----- Исходный отрывок -----

В последний период творчества писателя более важное место начинает занимать анализ тенденций социального развития, идет поиск новых, ярких человеческих типов. Критика заметила эту эволюцию А. Неверова: «Этот писатель, казалось, типично интеллигентски-народнического, уездно-сельского, расплывчато-мягкого типа, сумел целиком принять, понять и художественно отразить в вещах большой силы и значимости всю сложную деревенскую русскую революцию. […] Его рассказы, особенно дореволюционные, были окрашены обычно мягкой и часто грустной иронией, идущей от Чехова. […] Неверов был не только поэтом революционной деревни […] но и писателем, которому по плечу было создать бичующие образы многочисленных «тупых и злых» обывателей с партбилетами и мандатами» (Горбачев Г. Современная русская литература. Л., 1929. С. 52).

А. Неверов оказывал несомненное влияние на литературу начала 20-х годов. Г. Якубовский писал, что существует «целое течение среди передовой литературной крестьянской молодежи («неверовцы»)» (Якубовский Г. Александр Неверов// Александр Неверов. М., 1931. С. 19).

Современные исследователи подчеркивают, что путь А. Неверова к постижению идеалов революции был непростым. «Несмотря на то что вхождение Неверова в революцию было отмечено неопровержимой поступательностью, художник переживал остро драматические, а порой и трагедийные моменты в освоении новой действительности […]» (Грознова Н. А. Ранняя советская проза: 1917–1925. Л., 1976. С. 97).

Марья-большевичка

Впервые — Коммуна (Самара), 1921, 4 декабря. Вторично — Московский понедельник, 1922, 26 июня. Вошло в сборник «Марья-большевичка. Рассказы» (Самара, 1922) и в т. 4 Полного собрания сочинений А. Неверова.

----- Извлечённый материал -----

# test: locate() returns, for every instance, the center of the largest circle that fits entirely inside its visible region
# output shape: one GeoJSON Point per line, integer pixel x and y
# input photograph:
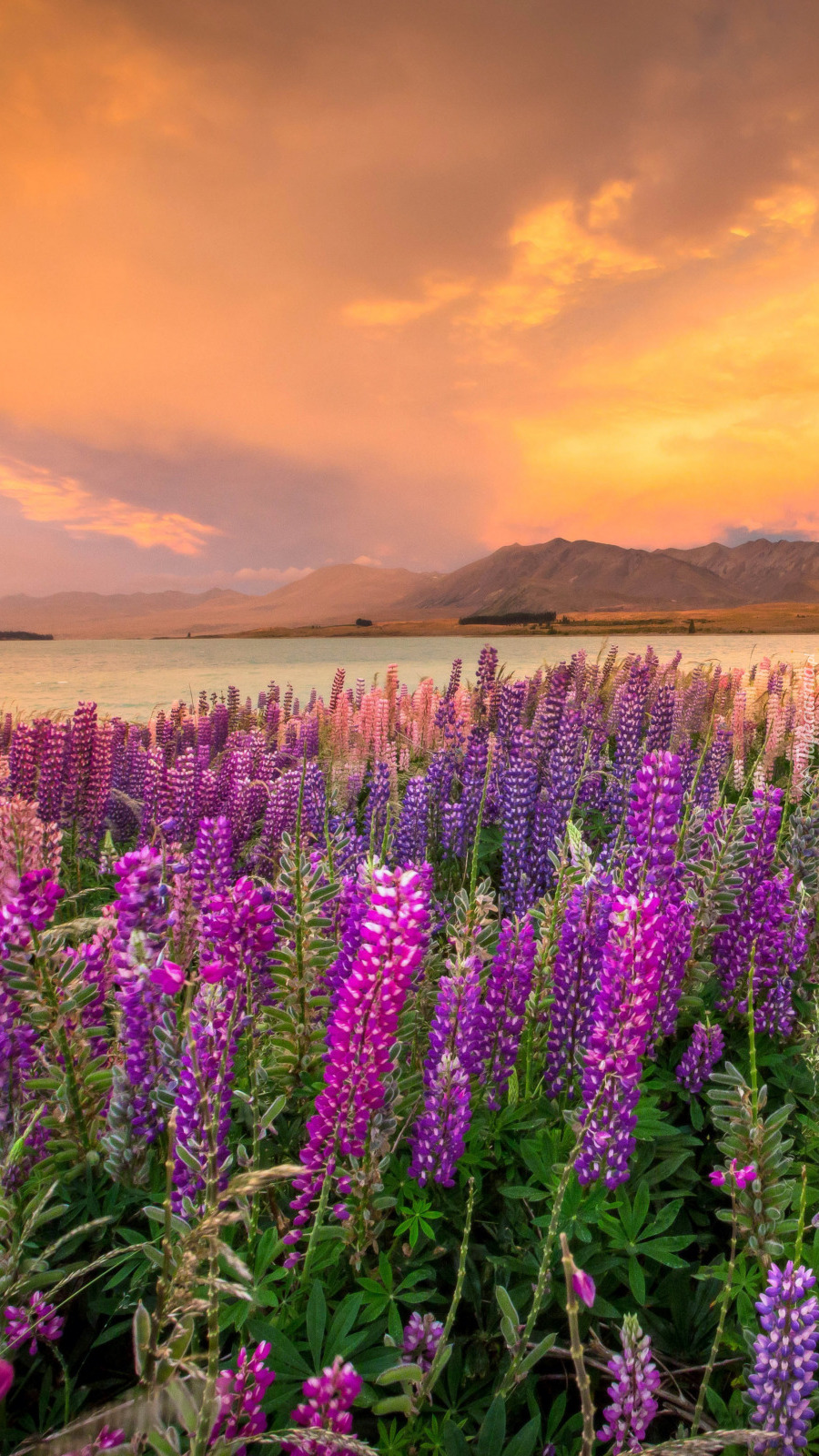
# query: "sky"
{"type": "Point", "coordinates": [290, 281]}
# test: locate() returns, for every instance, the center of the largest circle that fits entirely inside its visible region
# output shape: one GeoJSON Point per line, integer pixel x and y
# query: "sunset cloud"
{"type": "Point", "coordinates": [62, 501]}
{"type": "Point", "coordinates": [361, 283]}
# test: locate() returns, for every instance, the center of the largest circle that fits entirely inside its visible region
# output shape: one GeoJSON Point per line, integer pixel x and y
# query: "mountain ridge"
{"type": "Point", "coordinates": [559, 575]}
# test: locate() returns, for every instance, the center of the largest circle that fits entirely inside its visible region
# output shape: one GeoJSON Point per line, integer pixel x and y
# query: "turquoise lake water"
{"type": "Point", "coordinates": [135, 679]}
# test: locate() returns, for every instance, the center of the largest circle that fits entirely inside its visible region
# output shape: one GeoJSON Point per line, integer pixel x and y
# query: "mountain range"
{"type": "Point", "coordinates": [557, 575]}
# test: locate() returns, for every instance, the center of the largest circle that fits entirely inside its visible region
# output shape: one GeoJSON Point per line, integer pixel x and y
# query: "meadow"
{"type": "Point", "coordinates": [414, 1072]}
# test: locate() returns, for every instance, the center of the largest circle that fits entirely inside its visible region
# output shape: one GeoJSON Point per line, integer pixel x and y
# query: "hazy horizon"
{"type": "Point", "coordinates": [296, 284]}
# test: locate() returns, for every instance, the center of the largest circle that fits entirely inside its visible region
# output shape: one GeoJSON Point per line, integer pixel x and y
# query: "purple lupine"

-----

Задание A: Из каких работ других авторов приводятся цитаты в исходном отрывке о Неверове? Перечислите каждую работу с автором, названием, городом и годом издания.
Задание B: Воспроизведите точно фрагмент исходного отрывка о Неверове от «Впервые — Коммуна» до «сочинений А. Неверова.».

Результат A:
- Горбачев Г. «Современная русская литература». Л., 1929.
- Якубовский Г. «Александр Неверов» (в издании «Александр Неверов»). М., 1931.
- Грознова Н. А. «Ранняя советская проза: 1917–1925». Л., 1976.

Результат B:
Впервые — Коммуна (Самара), 1921, 4 декабря. Вторично — Московский понедельник, 1922, 26 июня. Вошло в сборник «Марья-большевичка. Рассказы» (Самара, 1922) и в т. 4 Полного собрания сочинений А. Неверова.